[Stored data entries]

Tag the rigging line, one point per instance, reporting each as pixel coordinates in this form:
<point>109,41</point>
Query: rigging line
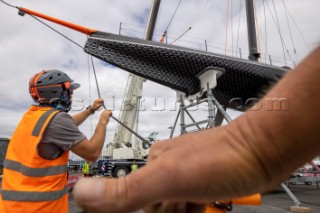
<point>198,12</point>
<point>232,33</point>
<point>114,118</point>
<point>226,40</point>
<point>181,35</point>
<point>265,31</point>
<point>89,79</point>
<point>56,31</point>
<point>295,24</point>
<point>279,31</point>
<point>164,36</point>
<point>174,13</point>
<point>257,28</point>
<point>294,48</point>
<point>10,5</point>
<point>239,23</point>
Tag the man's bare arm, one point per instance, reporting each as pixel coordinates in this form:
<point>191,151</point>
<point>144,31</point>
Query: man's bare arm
<point>91,149</point>
<point>254,153</point>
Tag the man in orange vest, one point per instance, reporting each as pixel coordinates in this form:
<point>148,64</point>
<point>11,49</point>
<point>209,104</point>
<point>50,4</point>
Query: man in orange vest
<point>35,167</point>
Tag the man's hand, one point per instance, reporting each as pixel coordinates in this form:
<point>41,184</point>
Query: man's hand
<point>97,104</point>
<point>105,116</point>
<point>182,175</point>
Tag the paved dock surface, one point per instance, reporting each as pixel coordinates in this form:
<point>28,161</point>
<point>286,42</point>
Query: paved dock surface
<point>276,201</point>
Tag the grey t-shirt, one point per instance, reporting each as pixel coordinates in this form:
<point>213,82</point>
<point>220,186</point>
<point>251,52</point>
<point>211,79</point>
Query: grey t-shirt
<point>61,135</point>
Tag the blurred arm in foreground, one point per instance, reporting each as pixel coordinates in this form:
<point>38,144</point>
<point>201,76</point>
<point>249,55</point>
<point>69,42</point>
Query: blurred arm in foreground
<point>254,153</point>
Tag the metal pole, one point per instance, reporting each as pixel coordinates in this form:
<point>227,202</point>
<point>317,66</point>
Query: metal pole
<point>252,37</point>
<point>210,106</point>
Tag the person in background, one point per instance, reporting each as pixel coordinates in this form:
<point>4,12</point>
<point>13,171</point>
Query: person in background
<point>134,166</point>
<point>35,167</point>
<point>86,169</point>
<point>254,153</point>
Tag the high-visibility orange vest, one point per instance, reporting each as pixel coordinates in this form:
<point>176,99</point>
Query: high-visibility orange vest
<point>31,183</point>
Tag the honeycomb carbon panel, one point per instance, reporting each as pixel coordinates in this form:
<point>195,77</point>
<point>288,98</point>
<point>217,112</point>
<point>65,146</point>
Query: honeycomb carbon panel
<point>177,67</point>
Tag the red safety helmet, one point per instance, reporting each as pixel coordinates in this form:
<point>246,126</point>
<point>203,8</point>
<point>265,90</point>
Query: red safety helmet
<point>48,86</point>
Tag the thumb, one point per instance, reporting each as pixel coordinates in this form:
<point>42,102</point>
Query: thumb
<point>127,194</point>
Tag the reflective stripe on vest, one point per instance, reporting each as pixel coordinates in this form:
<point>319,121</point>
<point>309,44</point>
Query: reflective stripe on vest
<point>37,128</point>
<point>33,196</point>
<point>34,172</point>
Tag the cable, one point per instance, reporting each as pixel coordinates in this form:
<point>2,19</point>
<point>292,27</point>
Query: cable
<point>227,24</point>
<point>165,32</point>
<point>279,30</point>
<point>265,30</point>
<point>257,28</point>
<point>181,35</point>
<point>56,31</point>
<point>174,13</point>
<point>114,118</point>
<point>287,19</point>
<point>10,5</point>
<point>239,21</point>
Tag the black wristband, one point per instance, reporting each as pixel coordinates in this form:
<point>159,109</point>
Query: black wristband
<point>90,109</point>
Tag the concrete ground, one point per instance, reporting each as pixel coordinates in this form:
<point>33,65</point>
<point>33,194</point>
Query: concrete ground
<point>276,201</point>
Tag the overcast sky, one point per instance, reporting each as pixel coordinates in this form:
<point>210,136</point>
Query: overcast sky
<point>27,47</point>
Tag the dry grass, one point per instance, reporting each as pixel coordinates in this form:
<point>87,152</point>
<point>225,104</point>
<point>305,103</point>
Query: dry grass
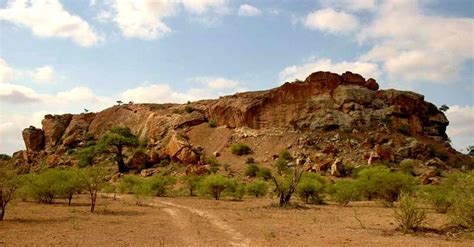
<point>203,222</point>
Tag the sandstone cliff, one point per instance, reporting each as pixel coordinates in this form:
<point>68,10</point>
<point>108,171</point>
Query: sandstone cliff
<point>325,117</point>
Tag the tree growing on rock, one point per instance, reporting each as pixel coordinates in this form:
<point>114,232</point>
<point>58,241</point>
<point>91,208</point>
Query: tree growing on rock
<point>116,140</point>
<point>94,179</point>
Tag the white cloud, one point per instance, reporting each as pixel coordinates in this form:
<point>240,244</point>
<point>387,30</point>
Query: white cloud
<point>413,46</point>
<point>201,7</point>
<point>43,74</point>
<point>461,128</point>
<point>155,93</point>
<point>6,72</point>
<point>48,18</point>
<point>248,10</point>
<point>300,72</point>
<point>351,5</point>
<point>330,20</point>
<point>143,19</point>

> [WHAT IS ASKED] Write out again the stretch of items from the line containing "Tag the sandstone" through the line containing "<point>325,117</point>", requests included. Multiply each coordinate in the answer points by 1.55 and round to whole numbers with halves going up, but leave the requests and their format samples unchanged.

> [RESPONSE TO THE TASK]
Tag the sandstone cliff, one point per instance, reporting each as pixel coordinates in this form:
<point>68,10</point>
<point>108,171</point>
Query: sandstone cliff
<point>504,181</point>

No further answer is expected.